▸ PROMPT: In the records below, find the line with "Target: goal net" and the line with "column 818, row 559". Print both exactly, along with every line between them, and no other line.

▸ Image-grounded pointing data:
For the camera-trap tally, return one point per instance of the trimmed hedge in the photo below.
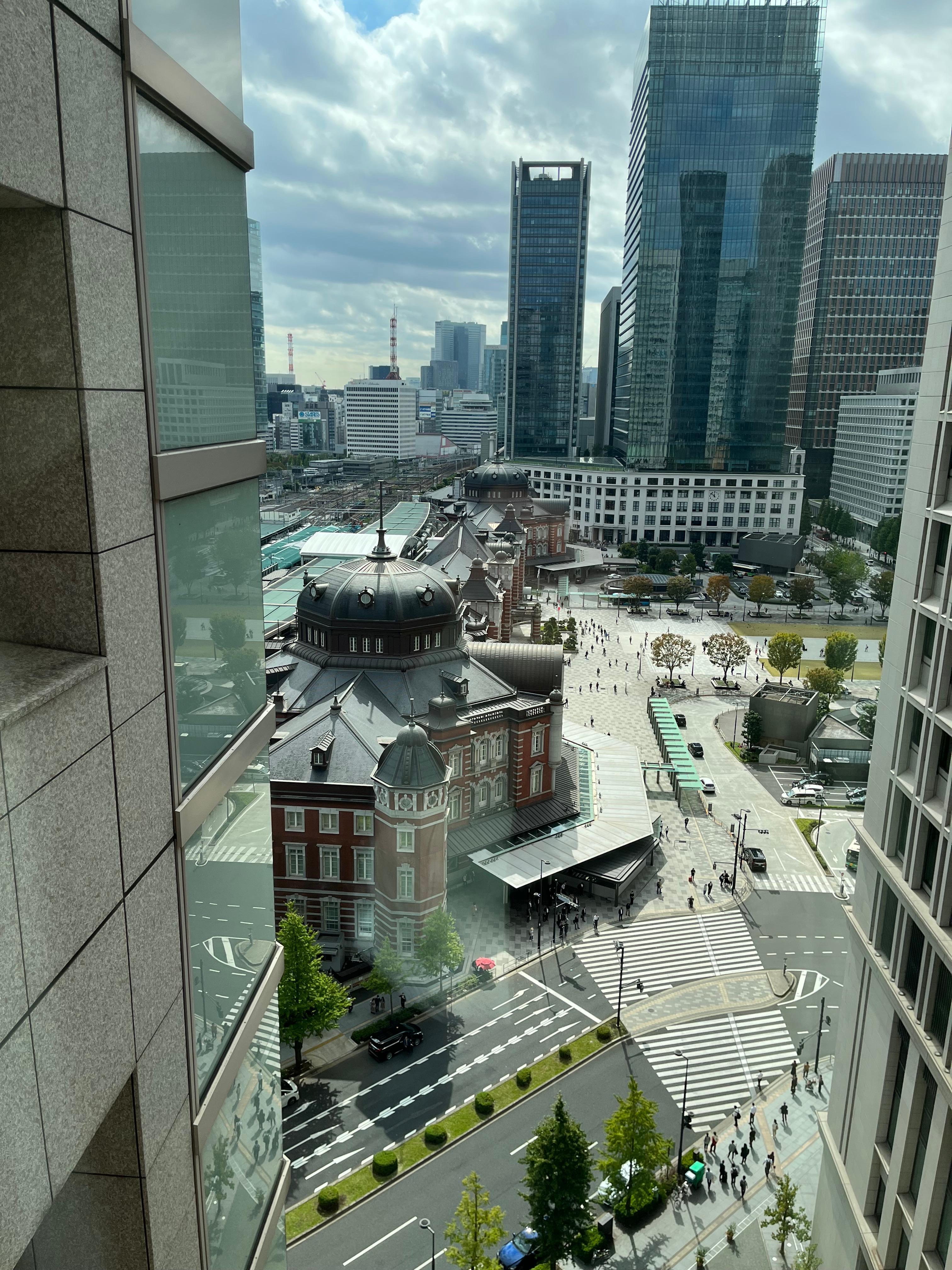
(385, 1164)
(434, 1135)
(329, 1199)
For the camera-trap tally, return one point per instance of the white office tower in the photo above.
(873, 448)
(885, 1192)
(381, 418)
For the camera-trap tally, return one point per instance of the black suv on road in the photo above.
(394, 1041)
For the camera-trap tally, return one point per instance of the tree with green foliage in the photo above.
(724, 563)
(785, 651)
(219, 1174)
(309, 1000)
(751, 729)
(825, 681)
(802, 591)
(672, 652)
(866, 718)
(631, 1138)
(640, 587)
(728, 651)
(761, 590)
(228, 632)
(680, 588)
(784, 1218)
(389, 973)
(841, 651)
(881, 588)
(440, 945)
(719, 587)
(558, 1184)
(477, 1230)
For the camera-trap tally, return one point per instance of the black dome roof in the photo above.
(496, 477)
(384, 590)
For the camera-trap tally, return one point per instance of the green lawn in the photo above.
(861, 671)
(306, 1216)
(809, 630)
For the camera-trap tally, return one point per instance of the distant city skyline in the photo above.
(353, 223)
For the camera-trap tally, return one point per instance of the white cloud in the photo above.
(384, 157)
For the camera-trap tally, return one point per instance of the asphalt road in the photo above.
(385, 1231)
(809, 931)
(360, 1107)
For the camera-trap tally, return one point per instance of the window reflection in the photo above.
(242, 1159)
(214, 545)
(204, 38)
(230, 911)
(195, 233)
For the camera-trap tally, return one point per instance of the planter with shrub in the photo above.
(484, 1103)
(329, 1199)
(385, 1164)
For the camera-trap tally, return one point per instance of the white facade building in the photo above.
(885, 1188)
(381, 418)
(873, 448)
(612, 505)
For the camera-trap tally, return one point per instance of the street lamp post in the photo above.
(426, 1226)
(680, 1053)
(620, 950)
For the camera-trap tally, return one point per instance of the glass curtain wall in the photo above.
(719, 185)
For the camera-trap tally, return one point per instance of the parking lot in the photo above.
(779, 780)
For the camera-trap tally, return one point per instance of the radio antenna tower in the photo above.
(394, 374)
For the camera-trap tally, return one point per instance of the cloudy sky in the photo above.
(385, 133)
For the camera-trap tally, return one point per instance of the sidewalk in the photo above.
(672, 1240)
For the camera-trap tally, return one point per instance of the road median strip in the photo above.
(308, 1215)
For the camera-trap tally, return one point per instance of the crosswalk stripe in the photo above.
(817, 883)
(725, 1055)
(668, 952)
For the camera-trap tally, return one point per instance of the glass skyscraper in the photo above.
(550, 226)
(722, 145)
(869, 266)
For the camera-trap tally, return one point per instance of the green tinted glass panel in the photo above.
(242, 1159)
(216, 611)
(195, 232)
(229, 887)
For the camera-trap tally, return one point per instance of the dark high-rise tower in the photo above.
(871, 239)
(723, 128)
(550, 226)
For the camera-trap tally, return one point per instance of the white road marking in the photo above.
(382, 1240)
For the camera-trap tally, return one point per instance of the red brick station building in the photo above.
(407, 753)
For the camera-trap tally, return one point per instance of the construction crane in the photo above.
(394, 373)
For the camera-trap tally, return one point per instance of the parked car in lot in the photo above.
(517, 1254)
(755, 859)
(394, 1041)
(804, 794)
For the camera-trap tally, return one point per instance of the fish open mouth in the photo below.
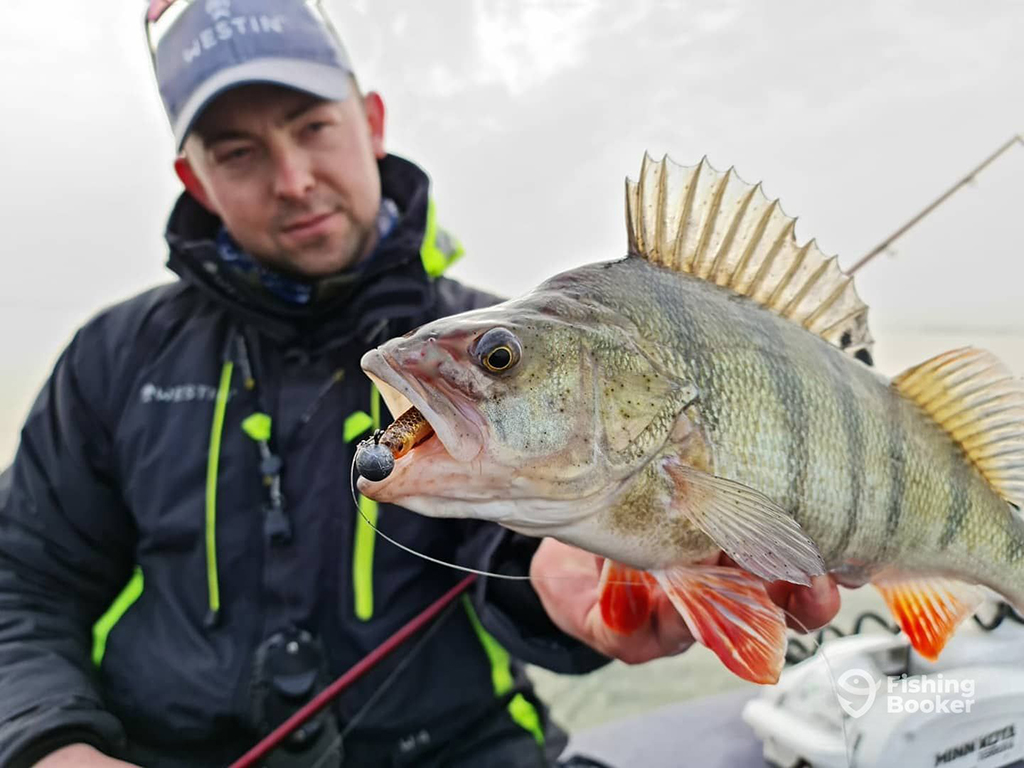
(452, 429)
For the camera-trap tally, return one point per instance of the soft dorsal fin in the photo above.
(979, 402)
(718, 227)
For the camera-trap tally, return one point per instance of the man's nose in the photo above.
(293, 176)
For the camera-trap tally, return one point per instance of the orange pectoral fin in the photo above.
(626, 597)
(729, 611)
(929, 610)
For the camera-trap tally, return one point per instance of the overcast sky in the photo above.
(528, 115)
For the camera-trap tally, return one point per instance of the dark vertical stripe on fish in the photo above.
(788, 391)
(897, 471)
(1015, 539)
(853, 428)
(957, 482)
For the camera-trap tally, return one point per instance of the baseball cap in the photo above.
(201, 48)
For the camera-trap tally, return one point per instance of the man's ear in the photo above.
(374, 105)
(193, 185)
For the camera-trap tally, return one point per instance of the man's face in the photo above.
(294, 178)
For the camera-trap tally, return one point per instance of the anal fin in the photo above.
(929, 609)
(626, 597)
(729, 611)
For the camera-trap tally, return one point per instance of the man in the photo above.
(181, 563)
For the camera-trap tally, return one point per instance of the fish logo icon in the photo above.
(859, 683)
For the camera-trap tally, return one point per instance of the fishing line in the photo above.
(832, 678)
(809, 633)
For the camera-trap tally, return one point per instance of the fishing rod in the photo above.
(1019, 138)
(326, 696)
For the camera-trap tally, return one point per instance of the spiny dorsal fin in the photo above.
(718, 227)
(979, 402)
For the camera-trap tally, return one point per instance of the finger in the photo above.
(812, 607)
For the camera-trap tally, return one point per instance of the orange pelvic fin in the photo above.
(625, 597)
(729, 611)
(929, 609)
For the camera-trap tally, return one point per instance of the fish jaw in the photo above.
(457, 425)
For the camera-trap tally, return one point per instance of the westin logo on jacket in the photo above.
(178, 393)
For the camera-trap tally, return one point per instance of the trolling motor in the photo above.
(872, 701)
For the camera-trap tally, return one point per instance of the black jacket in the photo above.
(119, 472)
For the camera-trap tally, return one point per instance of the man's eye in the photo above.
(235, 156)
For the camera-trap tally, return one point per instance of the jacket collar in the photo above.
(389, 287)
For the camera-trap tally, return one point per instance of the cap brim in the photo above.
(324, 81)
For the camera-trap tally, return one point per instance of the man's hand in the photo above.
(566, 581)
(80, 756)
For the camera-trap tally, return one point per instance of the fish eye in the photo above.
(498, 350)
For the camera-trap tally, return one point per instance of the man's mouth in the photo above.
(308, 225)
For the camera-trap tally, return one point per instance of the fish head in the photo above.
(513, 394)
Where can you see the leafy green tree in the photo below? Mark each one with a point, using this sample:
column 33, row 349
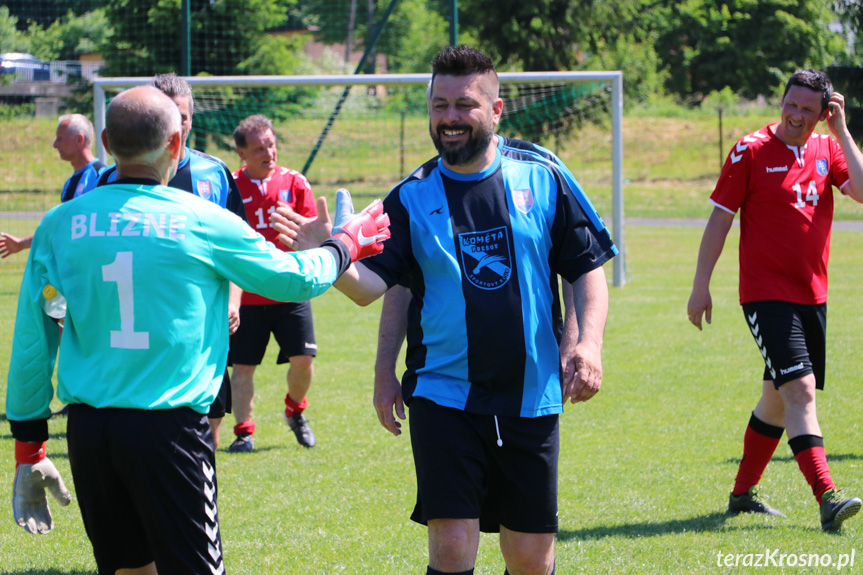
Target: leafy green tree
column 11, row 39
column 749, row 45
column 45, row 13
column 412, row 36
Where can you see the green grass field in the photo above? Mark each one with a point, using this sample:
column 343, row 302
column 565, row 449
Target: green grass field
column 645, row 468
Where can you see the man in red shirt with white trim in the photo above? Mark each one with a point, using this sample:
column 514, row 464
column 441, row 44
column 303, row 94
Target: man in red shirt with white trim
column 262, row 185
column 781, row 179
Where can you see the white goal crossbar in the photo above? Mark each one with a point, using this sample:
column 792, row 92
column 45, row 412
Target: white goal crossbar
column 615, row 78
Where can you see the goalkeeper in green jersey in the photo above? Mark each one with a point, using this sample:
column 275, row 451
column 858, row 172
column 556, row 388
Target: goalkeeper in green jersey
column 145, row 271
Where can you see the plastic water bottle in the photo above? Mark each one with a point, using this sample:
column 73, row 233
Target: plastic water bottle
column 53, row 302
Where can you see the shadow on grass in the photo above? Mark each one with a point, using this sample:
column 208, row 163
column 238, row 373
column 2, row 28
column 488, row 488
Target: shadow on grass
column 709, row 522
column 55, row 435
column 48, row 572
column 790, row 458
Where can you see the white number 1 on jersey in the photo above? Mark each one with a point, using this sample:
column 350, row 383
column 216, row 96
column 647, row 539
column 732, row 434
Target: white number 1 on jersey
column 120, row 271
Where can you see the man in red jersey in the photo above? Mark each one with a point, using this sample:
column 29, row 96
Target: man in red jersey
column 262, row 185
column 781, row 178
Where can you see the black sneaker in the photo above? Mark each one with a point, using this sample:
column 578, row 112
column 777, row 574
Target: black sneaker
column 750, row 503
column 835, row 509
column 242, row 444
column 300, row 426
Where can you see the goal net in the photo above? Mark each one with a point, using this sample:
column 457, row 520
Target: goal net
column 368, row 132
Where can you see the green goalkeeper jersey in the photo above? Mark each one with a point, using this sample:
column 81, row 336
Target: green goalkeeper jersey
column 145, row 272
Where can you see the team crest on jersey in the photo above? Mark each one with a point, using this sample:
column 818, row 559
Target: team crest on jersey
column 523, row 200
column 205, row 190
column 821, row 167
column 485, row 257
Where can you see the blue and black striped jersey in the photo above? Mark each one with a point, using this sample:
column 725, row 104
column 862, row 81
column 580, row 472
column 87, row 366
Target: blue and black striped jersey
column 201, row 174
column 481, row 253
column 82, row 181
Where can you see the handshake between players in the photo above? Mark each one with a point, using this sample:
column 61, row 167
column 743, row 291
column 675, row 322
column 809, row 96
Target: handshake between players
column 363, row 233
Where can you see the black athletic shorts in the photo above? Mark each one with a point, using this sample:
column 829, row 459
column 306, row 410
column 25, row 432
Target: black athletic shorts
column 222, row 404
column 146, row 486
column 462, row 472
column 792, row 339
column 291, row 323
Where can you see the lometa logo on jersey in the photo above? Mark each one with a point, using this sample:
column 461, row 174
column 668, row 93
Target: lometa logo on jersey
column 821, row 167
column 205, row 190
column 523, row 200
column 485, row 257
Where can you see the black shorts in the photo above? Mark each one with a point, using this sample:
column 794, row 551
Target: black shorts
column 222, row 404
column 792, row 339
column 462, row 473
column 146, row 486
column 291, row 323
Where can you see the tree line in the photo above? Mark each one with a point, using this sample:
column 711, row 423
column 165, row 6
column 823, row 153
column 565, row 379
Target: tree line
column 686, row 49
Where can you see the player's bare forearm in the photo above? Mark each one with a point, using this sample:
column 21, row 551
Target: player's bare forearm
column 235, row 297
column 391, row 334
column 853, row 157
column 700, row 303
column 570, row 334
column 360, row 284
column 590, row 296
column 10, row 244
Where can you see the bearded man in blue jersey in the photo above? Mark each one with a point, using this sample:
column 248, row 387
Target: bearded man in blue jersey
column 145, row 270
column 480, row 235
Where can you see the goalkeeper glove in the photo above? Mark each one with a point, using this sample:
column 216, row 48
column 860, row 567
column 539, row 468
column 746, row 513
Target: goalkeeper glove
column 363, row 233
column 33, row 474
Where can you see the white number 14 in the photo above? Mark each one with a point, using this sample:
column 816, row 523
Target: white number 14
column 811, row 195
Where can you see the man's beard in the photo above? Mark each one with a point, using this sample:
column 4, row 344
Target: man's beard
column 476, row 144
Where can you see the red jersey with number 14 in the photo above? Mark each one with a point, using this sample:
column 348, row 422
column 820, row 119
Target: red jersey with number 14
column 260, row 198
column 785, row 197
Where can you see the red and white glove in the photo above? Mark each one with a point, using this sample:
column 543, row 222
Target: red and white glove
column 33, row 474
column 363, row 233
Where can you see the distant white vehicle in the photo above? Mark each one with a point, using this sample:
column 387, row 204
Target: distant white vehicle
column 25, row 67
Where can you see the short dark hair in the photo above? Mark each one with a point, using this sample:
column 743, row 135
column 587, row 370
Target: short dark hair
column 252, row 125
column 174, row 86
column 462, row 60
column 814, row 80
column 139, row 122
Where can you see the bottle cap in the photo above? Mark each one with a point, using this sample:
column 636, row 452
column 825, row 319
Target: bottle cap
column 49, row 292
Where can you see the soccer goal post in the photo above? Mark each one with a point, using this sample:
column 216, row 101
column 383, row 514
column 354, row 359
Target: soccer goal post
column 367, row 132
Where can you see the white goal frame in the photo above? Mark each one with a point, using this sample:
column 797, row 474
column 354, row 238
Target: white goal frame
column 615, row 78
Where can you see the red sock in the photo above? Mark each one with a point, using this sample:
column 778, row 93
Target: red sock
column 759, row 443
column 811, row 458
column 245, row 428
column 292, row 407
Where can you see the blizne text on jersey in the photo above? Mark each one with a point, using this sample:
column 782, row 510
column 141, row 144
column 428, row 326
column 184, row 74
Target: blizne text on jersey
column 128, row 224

▸ TASK RESPONSE:
Target: goal net
column 368, row 132
Where can you see the green goalkeeper jersey in the photo above? Mark each one with a point, using this sample:
column 81, row 336
Target: green goalkeeper jersey
column 145, row 272
Where can you see the team crest on jersey in the photo above? Mark each one with a point, using this sample:
column 818, row 559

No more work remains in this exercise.